### [Problem statement]
Return the material below exactly, but only from the line with "of the wheel" through the line with "the windshield wiper.", and without its pictures.

Material for the task Block Start

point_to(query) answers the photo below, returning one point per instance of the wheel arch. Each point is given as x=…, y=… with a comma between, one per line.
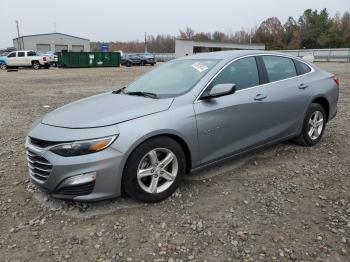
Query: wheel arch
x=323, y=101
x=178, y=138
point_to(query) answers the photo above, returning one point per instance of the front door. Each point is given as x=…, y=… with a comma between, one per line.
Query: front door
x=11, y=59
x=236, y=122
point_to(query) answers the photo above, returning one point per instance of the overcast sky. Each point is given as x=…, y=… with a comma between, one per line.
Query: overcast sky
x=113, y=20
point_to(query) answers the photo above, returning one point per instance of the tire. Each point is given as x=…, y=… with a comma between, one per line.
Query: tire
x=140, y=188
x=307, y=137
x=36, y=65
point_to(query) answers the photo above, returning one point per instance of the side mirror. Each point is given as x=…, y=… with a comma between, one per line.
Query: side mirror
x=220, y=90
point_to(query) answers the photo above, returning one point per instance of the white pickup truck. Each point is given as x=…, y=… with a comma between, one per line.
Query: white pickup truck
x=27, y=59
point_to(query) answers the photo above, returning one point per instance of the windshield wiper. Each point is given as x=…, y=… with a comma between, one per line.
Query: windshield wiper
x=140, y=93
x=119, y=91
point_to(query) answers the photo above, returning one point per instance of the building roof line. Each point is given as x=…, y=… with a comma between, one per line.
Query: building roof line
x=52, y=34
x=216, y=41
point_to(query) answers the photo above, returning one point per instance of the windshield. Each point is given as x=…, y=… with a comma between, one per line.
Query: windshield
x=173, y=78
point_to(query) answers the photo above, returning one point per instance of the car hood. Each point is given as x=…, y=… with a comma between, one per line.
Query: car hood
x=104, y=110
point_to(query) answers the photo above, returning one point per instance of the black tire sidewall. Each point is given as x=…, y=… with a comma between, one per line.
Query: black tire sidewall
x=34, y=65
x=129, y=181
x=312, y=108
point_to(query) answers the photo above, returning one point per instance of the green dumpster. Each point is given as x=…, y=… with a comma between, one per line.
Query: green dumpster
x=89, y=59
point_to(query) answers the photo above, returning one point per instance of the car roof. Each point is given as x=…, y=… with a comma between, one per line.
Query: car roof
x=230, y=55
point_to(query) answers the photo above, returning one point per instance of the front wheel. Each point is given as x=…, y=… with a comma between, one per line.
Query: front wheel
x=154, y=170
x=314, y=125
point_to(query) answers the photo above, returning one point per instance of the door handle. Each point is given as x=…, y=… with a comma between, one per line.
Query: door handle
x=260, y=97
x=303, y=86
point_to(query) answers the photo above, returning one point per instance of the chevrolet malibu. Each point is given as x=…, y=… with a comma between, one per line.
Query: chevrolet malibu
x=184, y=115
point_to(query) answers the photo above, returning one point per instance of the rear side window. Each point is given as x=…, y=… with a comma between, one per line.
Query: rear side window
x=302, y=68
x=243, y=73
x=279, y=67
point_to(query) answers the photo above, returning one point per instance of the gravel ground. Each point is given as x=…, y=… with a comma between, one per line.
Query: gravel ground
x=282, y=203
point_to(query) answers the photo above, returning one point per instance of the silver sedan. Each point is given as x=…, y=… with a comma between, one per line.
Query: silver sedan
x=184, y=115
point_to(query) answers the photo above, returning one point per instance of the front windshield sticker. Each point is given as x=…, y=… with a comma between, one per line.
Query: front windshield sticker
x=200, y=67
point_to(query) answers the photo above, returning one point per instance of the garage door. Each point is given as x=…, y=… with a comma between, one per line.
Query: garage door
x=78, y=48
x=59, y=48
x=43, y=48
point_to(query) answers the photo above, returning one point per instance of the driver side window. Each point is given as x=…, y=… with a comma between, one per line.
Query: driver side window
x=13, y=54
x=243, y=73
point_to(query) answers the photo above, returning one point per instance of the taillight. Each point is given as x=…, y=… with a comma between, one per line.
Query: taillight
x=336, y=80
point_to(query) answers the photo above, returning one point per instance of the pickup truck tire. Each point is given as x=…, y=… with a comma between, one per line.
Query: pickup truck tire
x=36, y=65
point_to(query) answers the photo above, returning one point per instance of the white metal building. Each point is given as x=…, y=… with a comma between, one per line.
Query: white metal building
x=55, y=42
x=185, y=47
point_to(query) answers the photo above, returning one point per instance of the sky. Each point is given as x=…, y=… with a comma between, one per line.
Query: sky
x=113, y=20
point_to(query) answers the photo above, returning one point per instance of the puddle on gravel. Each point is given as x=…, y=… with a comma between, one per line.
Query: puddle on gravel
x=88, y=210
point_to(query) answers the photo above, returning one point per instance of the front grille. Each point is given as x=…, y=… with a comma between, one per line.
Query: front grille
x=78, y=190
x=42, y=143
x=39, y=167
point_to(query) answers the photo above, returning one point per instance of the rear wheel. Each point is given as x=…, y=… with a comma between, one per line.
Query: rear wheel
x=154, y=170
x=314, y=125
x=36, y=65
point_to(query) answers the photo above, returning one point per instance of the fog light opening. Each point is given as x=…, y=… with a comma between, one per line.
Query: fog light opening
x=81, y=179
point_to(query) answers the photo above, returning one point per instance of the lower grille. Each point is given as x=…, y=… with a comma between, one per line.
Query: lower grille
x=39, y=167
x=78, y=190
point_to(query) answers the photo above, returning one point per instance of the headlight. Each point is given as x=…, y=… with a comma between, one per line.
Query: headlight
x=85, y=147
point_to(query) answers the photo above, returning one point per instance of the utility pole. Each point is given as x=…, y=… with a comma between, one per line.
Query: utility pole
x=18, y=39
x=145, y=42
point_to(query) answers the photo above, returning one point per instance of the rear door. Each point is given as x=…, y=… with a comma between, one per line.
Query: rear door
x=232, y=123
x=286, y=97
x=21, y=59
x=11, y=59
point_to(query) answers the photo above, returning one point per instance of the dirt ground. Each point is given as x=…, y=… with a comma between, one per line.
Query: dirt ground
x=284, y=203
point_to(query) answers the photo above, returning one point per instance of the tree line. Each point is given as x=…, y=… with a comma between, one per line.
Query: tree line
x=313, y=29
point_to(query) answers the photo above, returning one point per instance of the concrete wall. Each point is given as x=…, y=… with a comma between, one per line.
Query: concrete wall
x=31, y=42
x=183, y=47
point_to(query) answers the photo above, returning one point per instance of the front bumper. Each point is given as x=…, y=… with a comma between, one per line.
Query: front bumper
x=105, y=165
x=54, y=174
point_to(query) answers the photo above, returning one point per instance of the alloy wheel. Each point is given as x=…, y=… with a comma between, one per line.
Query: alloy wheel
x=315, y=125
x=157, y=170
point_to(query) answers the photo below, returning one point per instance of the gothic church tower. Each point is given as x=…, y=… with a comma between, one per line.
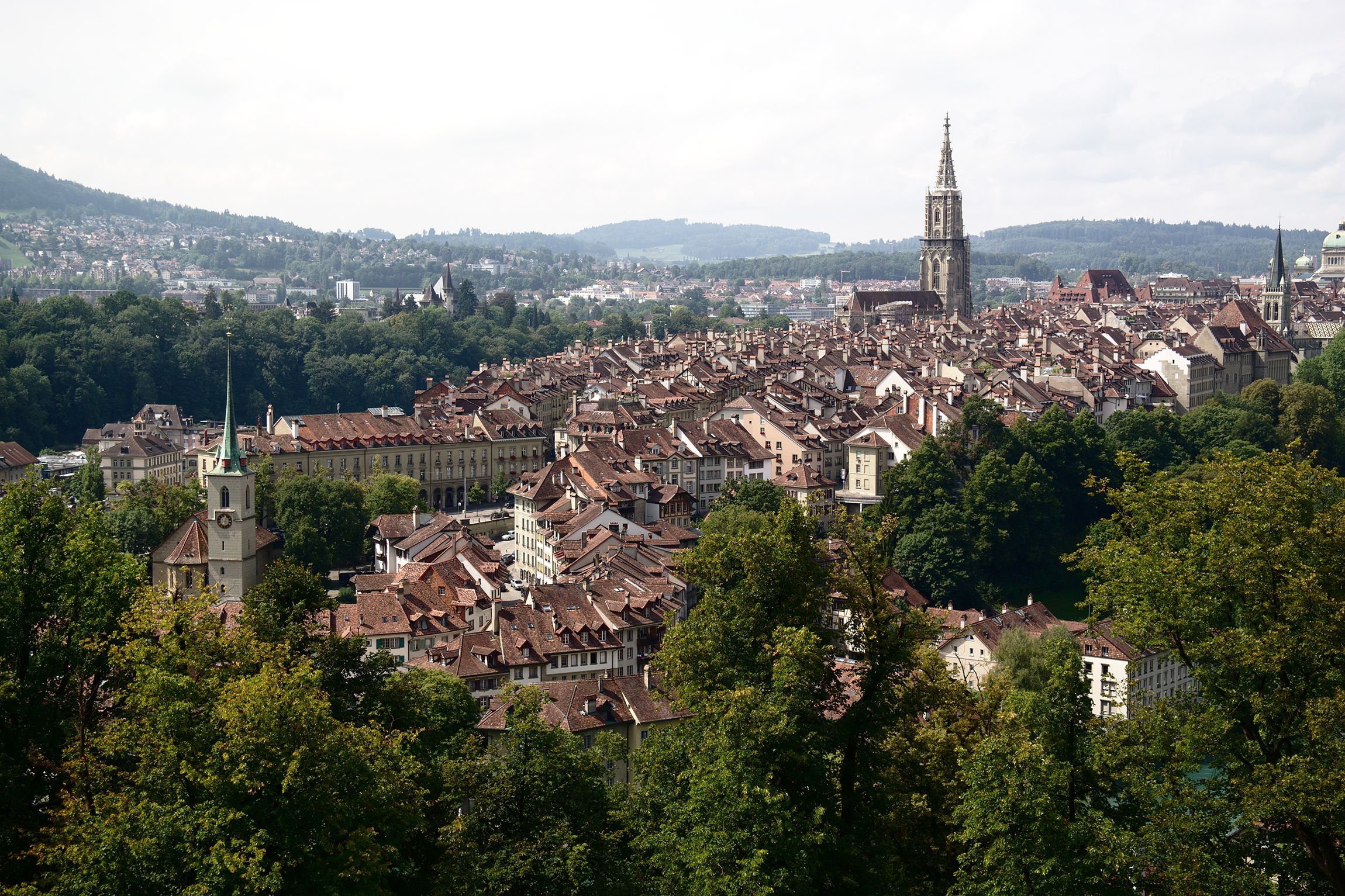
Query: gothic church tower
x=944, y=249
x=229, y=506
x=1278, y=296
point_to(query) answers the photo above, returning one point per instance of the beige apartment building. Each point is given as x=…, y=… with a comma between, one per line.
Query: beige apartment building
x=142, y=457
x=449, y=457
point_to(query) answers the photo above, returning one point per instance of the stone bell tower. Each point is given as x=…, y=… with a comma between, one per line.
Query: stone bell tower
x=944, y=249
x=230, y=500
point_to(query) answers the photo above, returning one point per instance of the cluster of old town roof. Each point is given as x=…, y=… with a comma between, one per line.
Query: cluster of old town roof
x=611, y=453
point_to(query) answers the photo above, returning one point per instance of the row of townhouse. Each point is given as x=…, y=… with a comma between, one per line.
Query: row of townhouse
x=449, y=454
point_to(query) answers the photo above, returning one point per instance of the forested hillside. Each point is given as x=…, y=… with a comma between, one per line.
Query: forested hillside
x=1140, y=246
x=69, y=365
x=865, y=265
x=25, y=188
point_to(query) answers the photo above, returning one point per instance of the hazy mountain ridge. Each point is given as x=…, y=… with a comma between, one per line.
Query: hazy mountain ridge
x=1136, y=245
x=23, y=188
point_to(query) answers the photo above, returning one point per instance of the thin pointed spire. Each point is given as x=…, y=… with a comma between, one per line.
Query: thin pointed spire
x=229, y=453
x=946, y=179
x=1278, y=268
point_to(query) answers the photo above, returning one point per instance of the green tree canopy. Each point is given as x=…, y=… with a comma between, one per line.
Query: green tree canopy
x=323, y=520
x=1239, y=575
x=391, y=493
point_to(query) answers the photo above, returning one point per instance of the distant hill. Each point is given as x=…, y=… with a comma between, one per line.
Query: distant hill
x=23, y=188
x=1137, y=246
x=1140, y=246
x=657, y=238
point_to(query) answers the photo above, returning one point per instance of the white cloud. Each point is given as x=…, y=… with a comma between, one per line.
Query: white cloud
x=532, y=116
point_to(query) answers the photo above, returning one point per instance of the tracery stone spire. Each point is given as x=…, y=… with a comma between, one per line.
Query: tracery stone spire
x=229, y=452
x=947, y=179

Material for the task Block End
Material for the task Block Start

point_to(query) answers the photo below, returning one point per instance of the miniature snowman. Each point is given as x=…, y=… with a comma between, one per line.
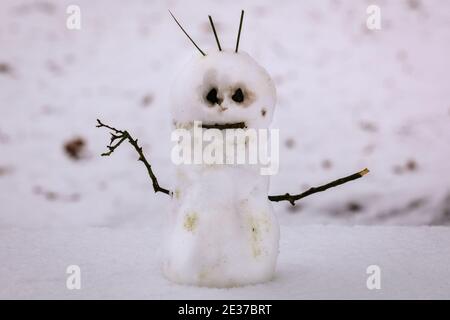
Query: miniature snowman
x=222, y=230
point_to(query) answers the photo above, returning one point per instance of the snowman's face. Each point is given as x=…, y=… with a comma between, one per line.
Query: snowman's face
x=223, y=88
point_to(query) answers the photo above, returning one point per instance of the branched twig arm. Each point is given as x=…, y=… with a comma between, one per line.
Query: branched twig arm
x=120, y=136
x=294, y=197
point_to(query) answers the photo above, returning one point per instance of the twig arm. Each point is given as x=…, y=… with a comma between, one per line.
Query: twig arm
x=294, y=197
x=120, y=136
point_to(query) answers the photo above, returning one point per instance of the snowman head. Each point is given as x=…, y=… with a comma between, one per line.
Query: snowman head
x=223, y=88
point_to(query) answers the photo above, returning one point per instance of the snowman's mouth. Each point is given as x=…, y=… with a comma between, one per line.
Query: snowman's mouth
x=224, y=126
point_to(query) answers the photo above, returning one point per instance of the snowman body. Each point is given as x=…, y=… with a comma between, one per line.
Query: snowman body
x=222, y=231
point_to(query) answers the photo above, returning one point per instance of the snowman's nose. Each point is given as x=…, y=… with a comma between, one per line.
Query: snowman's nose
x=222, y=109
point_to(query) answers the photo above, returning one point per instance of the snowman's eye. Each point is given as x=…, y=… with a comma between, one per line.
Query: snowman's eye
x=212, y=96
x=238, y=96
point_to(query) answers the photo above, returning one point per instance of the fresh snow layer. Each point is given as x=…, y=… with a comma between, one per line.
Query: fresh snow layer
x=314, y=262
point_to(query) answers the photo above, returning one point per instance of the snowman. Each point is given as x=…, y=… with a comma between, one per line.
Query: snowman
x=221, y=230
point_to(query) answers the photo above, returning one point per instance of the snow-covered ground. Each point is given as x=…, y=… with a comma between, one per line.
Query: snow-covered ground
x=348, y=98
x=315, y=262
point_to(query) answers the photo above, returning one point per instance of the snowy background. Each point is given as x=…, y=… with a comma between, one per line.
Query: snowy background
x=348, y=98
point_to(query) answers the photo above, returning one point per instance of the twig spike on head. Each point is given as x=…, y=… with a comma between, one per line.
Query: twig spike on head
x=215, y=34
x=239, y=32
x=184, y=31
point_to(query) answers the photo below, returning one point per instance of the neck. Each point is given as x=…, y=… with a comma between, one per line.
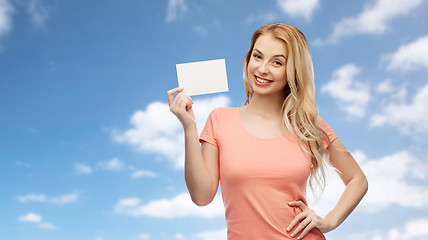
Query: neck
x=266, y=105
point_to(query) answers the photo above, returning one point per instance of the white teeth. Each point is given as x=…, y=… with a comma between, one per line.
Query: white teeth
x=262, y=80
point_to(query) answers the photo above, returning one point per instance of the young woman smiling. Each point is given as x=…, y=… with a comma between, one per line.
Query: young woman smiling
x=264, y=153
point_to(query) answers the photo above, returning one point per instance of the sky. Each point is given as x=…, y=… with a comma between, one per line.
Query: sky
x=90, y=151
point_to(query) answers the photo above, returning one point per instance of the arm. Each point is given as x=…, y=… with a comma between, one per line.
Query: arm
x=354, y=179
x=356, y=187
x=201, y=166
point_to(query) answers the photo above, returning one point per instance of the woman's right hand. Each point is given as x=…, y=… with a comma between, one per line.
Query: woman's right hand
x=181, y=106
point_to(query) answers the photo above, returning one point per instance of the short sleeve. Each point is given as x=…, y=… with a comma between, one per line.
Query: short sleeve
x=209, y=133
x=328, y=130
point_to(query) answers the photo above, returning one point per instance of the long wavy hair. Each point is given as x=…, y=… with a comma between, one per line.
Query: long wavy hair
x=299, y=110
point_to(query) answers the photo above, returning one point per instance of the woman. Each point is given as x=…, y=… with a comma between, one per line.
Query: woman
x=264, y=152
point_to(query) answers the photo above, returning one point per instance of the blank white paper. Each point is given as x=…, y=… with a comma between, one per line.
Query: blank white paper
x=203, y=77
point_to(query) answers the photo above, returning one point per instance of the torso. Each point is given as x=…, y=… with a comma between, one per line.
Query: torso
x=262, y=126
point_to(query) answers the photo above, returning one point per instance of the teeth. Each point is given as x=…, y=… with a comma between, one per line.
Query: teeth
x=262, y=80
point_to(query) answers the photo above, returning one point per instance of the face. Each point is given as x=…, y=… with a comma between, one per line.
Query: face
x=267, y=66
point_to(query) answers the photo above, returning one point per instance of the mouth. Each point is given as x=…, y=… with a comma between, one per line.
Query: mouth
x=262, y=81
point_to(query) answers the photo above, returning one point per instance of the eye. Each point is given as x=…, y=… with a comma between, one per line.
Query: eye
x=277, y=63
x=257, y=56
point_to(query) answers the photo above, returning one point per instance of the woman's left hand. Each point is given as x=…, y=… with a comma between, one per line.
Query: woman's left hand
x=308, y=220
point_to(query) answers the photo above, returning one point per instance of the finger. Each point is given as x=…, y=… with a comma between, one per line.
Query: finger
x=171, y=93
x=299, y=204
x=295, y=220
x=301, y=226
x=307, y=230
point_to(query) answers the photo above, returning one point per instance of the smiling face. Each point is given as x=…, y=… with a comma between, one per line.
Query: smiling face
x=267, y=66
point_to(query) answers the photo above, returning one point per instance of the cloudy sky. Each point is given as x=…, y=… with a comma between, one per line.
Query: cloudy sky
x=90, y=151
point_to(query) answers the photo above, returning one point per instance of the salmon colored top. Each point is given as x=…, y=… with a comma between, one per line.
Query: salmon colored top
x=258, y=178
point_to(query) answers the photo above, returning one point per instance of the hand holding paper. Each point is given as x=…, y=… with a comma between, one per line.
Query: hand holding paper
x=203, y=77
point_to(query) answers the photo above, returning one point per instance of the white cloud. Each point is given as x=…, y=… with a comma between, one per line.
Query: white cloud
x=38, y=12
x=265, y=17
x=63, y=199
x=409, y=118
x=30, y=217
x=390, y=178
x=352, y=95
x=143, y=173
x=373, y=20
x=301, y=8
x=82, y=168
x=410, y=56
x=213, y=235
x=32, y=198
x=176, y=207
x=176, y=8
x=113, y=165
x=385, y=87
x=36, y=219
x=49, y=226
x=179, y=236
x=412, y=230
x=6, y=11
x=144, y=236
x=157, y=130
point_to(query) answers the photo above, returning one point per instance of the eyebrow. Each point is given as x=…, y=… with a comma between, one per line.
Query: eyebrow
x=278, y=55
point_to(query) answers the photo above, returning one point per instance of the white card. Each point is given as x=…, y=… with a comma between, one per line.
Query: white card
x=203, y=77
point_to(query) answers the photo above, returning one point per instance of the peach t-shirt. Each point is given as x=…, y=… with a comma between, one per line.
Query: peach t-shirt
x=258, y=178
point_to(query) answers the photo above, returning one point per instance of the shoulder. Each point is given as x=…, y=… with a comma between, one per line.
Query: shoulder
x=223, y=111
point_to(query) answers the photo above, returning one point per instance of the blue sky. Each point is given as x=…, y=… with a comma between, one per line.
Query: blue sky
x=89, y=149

Material for the task Block End

### [Exercise output]
point_to(query) answers the photo below, returning one point per instance of the wheel arch. Each point is given as x=…, y=… with a comma between, one per line.
Query: wheel arch
x=323, y=101
x=178, y=138
point_to(query) answers the photo above, returning one point per instance of the front door. Each point is given as x=…, y=… with a comma between, one per line.
Query: front door
x=11, y=59
x=236, y=122
point_to(query) answers the photo above, returning one point per instance of the overcast sky. Each point is given as x=…, y=… with a comma between, one per line.
Query: overcast sky
x=113, y=20
point_to(query) answers the photo above, returning one point per instance of the tire. Each point is given as x=…, y=… with a comma between, one per line.
Query: tire
x=140, y=188
x=307, y=137
x=36, y=65
point_to(query) answers the photo above, returning one point per instance of the side mirror. Each point is given as x=…, y=… with a comma between, one per line.
Query: side mirror
x=220, y=90
point_to(query) answers the photo above, returning one point per instance of the white pickup truck. Each point is given as x=…, y=… with a comma between, one per line.
Query: white pickup truck
x=27, y=59
point_to(query) answers the photo above, returning one point per instance of the windshield wiper. Each point is given as x=…, y=… with a comma between, one per line.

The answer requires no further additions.